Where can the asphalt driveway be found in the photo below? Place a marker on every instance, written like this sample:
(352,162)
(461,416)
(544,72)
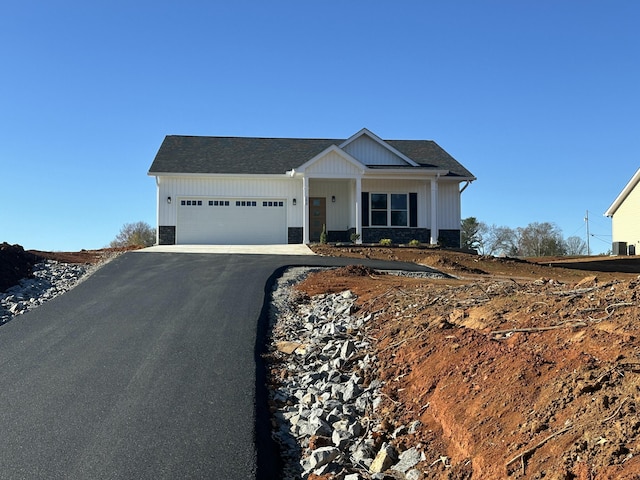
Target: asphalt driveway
(149,369)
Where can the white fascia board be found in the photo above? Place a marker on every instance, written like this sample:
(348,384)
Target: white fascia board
(623,195)
(325,152)
(380,141)
(408,173)
(222,175)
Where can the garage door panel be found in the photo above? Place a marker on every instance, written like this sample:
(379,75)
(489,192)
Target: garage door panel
(232,221)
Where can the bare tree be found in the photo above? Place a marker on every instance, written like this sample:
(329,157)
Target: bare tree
(576,246)
(540,239)
(499,240)
(138,233)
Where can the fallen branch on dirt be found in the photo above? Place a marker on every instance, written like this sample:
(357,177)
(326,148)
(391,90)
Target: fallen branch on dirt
(581,291)
(521,456)
(578,323)
(609,310)
(614,414)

* [Work to be completed]: Each line of the material with the word "this" in it should be listed.

* [Reply]:
Where can the asphalt driveway be found in the photo below? Place a marker on every instance, written like this sample:
Where can the white fascia board be found in the photo above? Place a marker on every instance, written like this sample:
Where can the garage door panel be found in the photo above? Place a marker on every instance, written like this sample:
Where can the bare tree be found in the photo above? Place a marker on every instance, written like this sample:
Where can the fallen branch on dirt be found in the photo above? Place a marker on every instance, written like this sample:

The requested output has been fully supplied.